READING PASSAGE -
Post extraction analysis

This section outlines the default post-extraction analysis tools. The purpose of this tool is to perform qualitative and quantitative analysis of the structure, fragment, contact and hydrogen bond data for the selected group of structures. The tool is designed to create scatter plots for pairs of parameters and histograms for the parameters extracted during the data extraction process.

For the scatter plots, the algorithm calculates the correlation coefficients for the selected set of variables, while for the histograms, it offers the option to fit distributions to the selected data, and report the characteristics of the fitted curve.

The Data Analysis Input File

The first step is to modify the input_data_analysis.txt file based on the required criteria. The general format of the file and descriptions of each parameter are as follows:

Input File Format

The configuration should be specified in JSON format as shown below:

{
     "plots_directory": "../csd_db_analysis/visualize/",
     "data_directory": "../csd_db_analysis/db_data/",
     "data_prefix": "homomolecular",
     "folder": "contacts_carboxylic-acid_carboxylic-acid_OH_hb_Zprime_1",
     "figure_size": [5,3.75],
     "save_figs": false,
     "data_filters": {
         "space_group": {
             "is_active": false,
             "type": "single",
             "values": ["P21/c","P21/n"],
             "operator": "or",
             "refine_data": false
         },
         "z_crystal": {
             "is_active": false,
             "type": "single",
             "values": [4,8],
             "operator": "or",
             "refine_data": false
         },
         "z_prime": {
             "is_active": true,
             "type": "single",
             "values": [1],
             "operator": "or",
             "refine_data": false
         },
         "species": {
             "is_active": false,
             "type": "multiple",
             "values": ["C","H","N","O"],
             "operator": "or",
             "refine_data": false
         },
         "fragments": {
             "is_active": true,
             "type": "multiple",
             "values": [
                 "carboxylic_acid",
                 // ...

INFORMATION SHOWN -
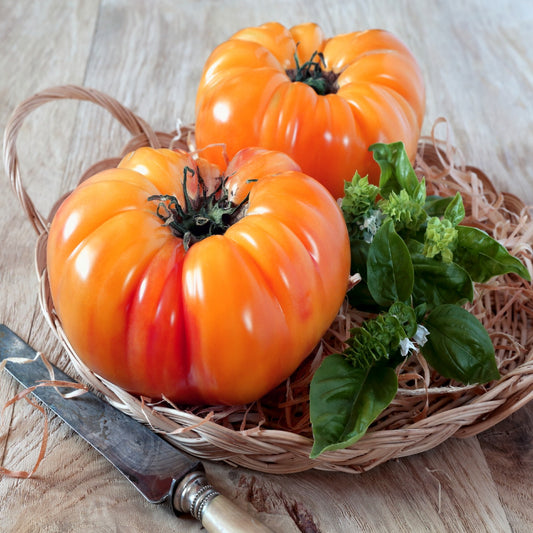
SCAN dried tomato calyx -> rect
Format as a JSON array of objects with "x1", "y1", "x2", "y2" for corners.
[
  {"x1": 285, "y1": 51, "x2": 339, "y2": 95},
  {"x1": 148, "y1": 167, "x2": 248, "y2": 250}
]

==

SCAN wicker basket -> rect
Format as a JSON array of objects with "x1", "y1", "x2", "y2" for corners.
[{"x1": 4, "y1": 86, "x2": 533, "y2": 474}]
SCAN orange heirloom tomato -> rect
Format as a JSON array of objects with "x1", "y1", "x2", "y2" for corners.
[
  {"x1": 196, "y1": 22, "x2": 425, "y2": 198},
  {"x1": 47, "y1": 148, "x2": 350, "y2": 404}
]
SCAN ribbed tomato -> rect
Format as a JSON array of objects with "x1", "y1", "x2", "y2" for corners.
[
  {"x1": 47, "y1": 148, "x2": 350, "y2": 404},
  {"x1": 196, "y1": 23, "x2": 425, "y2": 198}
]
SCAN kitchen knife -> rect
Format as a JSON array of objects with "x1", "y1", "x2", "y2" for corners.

EXERCISE - Return the stretch of the post-extraction analysis text between "This section outlines" and "data extraction process.", inclusive, copied word for word. Rely only on the post-extraction analysis text.

TASK RESULT -
This section outlines the default post-extraction analysis tools. The purpose of this tool is to perform qualitative and quantitative analysis of the structure, fragment, contact and hydrogen bond data for the selected group of structures. The tool is designed to create scatter plots for pairs of parameters and histograms for the parameters extracted during the data extraction process.